Turn every line of the entries below into a numbered list, skipping any blank lines.
## begin
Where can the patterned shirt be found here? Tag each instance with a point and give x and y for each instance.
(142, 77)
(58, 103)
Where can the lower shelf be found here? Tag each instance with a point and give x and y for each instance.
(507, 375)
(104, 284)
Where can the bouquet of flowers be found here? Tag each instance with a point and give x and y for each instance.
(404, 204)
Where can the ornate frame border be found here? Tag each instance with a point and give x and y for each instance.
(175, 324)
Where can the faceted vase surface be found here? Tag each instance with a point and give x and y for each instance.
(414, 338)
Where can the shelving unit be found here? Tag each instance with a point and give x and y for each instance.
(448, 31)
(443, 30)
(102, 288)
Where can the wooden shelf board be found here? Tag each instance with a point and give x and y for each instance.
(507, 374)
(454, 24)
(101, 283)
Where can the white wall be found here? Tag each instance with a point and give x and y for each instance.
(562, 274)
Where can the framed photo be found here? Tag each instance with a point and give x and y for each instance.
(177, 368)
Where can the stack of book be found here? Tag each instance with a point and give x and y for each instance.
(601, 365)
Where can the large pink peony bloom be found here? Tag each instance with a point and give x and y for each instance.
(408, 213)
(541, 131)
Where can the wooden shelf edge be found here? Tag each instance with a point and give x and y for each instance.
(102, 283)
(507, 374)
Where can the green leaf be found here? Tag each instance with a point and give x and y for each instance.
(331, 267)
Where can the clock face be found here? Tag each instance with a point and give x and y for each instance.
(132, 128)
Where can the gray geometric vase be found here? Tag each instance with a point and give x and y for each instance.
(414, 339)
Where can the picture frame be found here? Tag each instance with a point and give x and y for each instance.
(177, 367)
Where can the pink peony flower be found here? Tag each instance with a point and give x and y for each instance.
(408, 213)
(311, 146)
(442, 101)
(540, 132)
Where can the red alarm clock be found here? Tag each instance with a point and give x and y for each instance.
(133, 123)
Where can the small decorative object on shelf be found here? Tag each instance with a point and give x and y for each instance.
## end
RESULT.
1. Where can the patterned shirt be found here? Tag each instance with a point and give x and y for each instance.
2. (142, 77)
3. (58, 103)
4. Where can the lower shelf be found here? Tag each instance with a point and give x and y for each instance.
5. (507, 375)
6. (104, 284)
7. Where can the bouquet of flowers be found here? Tag each instance with a point and give x and y for each instance.
8. (404, 204)
9. Where can the ornate frame border be found here? Tag each instance with a point and give x and y for each instance.
10. (175, 324)
11. Where can the faceted vase surface be found here? Tag each instance with a point and give x and y for each instance.
12. (414, 338)
13. Where can the shelving unit be found here? Tag each instance with a point and give x and y for each instance.
14. (448, 31)
15. (443, 30)
16. (102, 288)
17. Where can the wooden shelf board be found here? Tag each instance with a point and give x and y for each instance.
18. (507, 374)
19. (454, 24)
20. (101, 283)
21. Where can the white wall be found here? Tag each instance with a point and give x and y for each instance.
22. (562, 274)
23. Where can the framed photo be found here? Tag each instance with a point and give x and y for each instance.
24. (177, 368)
25. Where can the stack of book be found here? Tag each instance with a point and give x and y for each instance.
26. (601, 365)
27. Where can the large pink peony bloom be found here? Tag each instance with a point and give x and y for each instance.
28. (408, 213)
29. (541, 131)
30. Where can the wooden shelf edge be found here? Tag each instance with a point and give x and y for each instance.
31. (102, 283)
32. (507, 374)
33. Where can the green leaf be found here? Tag each instance with a point and give x and y for each instance.
34. (331, 267)
35. Where can the clock face be found here? Tag each instance with a point and give x and y for each instance.
36. (132, 128)
37. Where can the gray geometric vase be found here? Tag each instance with a point and give x and y for each instance.
38. (414, 339)
39. Where can the picture frame be found here? Tag each instance with a point and give x and y for each instance.
40. (177, 367)
41. Where can the pink peony flower be found here? Tag each instance with a point and give x and y for each instance.
42. (408, 213)
43. (311, 146)
44. (442, 101)
45. (540, 132)
46. Where can the red alarm clock be found here? Tag each instance with a point and give x and y for each instance.
47. (133, 123)
48. Where can the small decorative object on shelf be found here? Tag each instance with a point and give x and y for each instance.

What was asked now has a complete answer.